-- Opening Marker --

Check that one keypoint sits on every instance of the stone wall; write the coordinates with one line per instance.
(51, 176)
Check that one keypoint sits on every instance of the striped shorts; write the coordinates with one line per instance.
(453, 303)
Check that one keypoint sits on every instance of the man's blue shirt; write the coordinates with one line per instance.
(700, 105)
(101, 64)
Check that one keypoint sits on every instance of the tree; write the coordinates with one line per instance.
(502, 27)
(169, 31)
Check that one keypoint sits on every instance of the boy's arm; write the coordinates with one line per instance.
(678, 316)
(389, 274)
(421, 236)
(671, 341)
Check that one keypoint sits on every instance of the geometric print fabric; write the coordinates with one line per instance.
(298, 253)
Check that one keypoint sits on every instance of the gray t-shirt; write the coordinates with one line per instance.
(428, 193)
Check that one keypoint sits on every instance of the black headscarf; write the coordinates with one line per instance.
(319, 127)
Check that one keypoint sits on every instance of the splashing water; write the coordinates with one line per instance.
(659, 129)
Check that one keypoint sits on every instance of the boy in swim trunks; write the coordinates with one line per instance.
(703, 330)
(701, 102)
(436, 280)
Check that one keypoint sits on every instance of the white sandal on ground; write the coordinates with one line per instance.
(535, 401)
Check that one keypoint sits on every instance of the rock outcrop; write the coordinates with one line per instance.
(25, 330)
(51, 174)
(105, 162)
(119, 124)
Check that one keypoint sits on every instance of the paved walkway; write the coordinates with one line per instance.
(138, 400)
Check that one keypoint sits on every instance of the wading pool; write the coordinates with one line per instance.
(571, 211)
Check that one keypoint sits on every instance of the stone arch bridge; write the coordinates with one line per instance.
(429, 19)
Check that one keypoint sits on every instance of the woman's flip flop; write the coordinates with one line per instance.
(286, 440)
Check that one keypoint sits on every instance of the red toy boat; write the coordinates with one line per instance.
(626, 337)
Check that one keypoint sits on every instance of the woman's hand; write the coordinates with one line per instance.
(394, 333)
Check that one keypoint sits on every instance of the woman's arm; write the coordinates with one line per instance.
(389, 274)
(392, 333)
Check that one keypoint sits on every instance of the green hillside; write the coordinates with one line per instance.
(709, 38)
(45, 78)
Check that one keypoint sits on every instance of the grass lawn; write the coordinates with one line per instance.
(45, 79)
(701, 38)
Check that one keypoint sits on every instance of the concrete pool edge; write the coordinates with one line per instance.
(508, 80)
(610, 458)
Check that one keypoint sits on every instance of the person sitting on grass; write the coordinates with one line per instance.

-- Closing Marker --

WHAT IS REQUIRED: Please give back the listing in full; each line must match exactly.

RESPONSE AREA:
Check that one keypoint sits on every instance of the stone wall; write the coordinates with one line per instance.
(51, 176)
Check that one keypoint sits on every instance of the striped shorts; write the coordinates with one line per instance.
(453, 303)
Check that one keypoint sits on every instance of the man's blue shirt; write the coordinates with one line per instance.
(700, 105)
(101, 64)
Check that one keypoint sits on every instance of the tree; write the coordinates with one line per instance.
(502, 27)
(169, 31)
Check that one keypoint sits on every instance of the boy's arm; write the coordinates with one line per instance.
(678, 316)
(389, 274)
(421, 236)
(671, 341)
Check that one keypoint sits on every instance of the geometric print fabric; write the coordinates with one line per instance.
(298, 253)
Check that one keypoint sits on every instance of the gray t-shirt; write the coordinates with one line per instance.
(428, 193)
Check that one keypoint sits on every instance of the black headscarf; write the coordinates with one line per instance.
(319, 127)
Check that one keypoint sits on every instance of the splashing water; write the coordinates with one line per instance.
(659, 129)
Check that one keypoint sits on every instance of the boy in swim trunks; write the coordinates with one line per instance.
(703, 330)
(701, 102)
(436, 280)
Check that one keypoint sits on every instance of the white sandal on ground; write the coordinates with one line per instance.
(535, 401)
Check that one keypoint sits on every instance of the rock outcrop; write the coordinates with one line per instance.
(25, 330)
(51, 174)
(105, 162)
(119, 124)
Check that one keypoint sits on every instance of the paved walkway; write the coordinates with one line per instance.
(138, 400)
Check that one keypoint sits on every instance of the wading pool; write the coordinates with one line per instance.
(571, 211)
Check that one keypoint sits on every instance of the stone arch bridge; write the coordinates with one line per instance.
(429, 19)
Check that one keypoint sits on every instance of the woman's flip flop; write the coordinates with one line per instance.
(286, 440)
Check that one keypoint sits on every instance of the red toy boat; write the coordinates with one line per instance.
(626, 337)
Check that one keypoint sits on every instance of the woman's hand; write the coordinates with one line per instance.
(394, 333)
Check that one keypoint sits on every instance of the woman's arm; write the coordinates with one line per instance.
(389, 274)
(392, 333)
Check that one keypoint sits on every instance of the green hillside; write the coordinates with one line per instance.
(709, 38)
(45, 78)
Check that one keypoint sits on every instance of the grass lawn; write the coordinates with one line per instance.
(45, 79)
(701, 38)
Check that one keypoint sits on every instance of the concrete pool edge; write the coordinates with one line per instance.
(508, 80)
(610, 458)
Check that one keypoint sits on every instance of the person sitting on grass; write the coordinates with one line per instance.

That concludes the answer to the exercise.